About this task:
The listing below holds a line with "FIND: traffic light" and a later line with "FIND: bike rack on bus front". Write out those two lines and every line between them, exactly, and nothing else.

──────────────────────────────

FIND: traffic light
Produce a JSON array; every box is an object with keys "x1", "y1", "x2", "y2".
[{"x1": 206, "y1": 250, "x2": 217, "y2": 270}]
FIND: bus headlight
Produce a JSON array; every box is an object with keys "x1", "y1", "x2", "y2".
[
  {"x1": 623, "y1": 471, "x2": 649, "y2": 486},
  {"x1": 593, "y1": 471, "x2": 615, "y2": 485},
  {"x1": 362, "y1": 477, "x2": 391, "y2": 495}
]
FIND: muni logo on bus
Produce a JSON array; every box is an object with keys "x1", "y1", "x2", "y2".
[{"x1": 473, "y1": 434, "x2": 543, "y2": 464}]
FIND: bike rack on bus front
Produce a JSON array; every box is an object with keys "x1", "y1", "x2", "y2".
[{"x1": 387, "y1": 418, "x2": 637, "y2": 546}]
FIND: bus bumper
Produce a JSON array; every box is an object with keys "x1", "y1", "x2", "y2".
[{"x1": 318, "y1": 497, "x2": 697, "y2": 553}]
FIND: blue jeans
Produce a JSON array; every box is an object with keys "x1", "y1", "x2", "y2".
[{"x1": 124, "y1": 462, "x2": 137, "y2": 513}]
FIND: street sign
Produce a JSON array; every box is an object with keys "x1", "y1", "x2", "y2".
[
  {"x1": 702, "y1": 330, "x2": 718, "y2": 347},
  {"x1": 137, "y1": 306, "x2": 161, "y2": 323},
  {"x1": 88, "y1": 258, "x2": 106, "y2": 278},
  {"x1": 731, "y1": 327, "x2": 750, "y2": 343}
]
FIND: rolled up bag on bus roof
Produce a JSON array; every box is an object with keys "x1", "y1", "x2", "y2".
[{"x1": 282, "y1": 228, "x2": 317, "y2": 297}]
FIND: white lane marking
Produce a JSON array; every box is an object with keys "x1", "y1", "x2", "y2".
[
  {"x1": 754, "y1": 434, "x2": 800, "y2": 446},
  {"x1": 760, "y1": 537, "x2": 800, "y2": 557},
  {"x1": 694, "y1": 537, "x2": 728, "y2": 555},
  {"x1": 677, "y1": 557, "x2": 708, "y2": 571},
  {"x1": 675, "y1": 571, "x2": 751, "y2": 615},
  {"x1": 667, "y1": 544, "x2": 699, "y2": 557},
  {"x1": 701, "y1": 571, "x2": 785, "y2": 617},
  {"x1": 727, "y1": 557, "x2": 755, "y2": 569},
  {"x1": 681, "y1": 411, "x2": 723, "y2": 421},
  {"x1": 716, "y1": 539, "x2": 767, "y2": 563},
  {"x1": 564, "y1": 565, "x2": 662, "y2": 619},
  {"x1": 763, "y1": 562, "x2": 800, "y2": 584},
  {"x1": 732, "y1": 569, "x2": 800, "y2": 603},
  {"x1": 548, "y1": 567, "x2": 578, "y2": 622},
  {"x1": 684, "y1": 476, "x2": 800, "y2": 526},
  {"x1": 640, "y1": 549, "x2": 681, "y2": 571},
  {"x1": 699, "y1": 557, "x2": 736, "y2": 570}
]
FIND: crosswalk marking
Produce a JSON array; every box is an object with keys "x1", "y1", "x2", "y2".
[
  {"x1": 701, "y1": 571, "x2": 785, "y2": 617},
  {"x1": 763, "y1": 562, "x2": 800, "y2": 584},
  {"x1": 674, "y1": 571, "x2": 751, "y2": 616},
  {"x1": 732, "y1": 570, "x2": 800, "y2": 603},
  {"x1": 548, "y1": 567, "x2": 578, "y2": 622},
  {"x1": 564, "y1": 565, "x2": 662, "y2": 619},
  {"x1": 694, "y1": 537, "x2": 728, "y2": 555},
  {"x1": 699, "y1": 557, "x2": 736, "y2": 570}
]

──────────────────────────────

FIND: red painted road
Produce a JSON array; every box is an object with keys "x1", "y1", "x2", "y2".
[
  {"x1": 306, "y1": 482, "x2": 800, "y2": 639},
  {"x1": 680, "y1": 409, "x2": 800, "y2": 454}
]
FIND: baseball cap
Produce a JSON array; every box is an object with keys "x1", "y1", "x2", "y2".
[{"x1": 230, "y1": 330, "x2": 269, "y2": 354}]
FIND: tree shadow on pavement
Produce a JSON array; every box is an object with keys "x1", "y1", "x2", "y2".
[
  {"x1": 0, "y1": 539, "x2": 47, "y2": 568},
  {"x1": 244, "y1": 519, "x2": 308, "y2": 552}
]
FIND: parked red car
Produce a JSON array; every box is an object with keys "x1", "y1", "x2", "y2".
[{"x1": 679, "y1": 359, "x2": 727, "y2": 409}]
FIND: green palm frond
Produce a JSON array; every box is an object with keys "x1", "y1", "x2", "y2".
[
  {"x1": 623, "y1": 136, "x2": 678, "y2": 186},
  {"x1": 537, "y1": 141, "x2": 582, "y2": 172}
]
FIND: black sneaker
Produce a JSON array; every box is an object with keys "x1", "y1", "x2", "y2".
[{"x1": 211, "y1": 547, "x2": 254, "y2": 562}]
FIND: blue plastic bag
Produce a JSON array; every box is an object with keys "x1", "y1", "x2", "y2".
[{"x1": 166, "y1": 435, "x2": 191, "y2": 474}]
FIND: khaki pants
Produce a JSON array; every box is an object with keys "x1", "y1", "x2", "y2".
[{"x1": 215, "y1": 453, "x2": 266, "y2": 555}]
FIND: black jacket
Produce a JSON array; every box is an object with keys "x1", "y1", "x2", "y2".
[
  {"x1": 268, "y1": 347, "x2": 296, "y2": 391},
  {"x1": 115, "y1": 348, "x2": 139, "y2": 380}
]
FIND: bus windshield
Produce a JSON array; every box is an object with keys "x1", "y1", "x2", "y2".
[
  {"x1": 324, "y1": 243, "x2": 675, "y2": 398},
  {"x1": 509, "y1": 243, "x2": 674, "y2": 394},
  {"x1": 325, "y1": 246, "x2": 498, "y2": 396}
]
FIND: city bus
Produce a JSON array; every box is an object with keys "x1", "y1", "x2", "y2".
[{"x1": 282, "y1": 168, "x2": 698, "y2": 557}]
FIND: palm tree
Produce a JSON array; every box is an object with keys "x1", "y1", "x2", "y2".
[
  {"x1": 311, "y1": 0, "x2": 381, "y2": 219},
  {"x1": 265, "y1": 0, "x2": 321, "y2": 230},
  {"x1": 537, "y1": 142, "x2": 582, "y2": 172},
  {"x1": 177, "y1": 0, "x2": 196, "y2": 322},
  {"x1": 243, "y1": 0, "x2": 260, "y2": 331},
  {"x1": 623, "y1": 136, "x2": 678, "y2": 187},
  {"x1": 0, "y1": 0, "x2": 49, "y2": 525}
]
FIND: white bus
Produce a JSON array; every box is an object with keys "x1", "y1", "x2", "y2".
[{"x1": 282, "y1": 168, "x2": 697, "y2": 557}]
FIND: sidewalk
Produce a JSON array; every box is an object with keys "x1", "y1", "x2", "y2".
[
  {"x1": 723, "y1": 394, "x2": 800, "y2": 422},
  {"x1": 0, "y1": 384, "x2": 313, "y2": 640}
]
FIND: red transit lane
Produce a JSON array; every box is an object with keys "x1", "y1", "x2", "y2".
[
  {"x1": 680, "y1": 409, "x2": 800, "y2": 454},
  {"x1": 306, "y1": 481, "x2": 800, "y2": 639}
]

──────────────────────────────

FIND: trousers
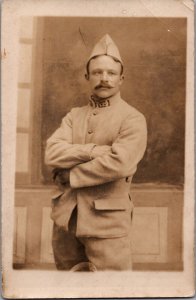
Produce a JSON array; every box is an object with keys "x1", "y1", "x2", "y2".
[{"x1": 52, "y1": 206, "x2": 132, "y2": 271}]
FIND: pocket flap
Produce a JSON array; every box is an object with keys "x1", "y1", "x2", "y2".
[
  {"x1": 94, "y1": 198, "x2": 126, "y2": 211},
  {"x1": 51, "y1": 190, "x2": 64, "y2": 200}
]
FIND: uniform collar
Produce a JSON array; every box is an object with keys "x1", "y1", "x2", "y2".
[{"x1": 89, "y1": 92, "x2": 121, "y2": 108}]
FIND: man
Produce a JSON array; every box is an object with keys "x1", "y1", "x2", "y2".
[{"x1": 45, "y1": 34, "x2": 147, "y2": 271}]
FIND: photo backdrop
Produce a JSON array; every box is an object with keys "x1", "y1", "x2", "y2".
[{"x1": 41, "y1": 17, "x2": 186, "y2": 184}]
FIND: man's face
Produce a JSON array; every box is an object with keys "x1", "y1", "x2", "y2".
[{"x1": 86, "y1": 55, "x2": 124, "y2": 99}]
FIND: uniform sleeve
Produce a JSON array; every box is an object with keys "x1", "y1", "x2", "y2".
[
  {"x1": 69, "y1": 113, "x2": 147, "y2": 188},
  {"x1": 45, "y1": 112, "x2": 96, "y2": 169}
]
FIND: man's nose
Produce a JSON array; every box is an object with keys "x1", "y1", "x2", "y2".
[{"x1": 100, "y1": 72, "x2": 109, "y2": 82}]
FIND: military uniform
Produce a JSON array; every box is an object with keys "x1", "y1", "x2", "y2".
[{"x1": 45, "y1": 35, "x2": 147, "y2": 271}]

──────────────────────────────

Your response:
FIND: traffic light
Produce a JSON array; every box is an object with keys "x1", "y1", "x2", "y2".
[{"x1": 206, "y1": 250, "x2": 217, "y2": 270}]
FIND: bus headlight
Produce a JSON array; every box is an object with keys "x1", "y1", "x2", "y2".
[
  {"x1": 623, "y1": 471, "x2": 649, "y2": 486},
  {"x1": 593, "y1": 471, "x2": 615, "y2": 485},
  {"x1": 362, "y1": 477, "x2": 391, "y2": 495}
]
FIND: muni logo on bus
Produce a JSON array; every box is an object with keys "x1", "y1", "x2", "y2".
[{"x1": 473, "y1": 434, "x2": 543, "y2": 464}]
FIND: bike rack on bus front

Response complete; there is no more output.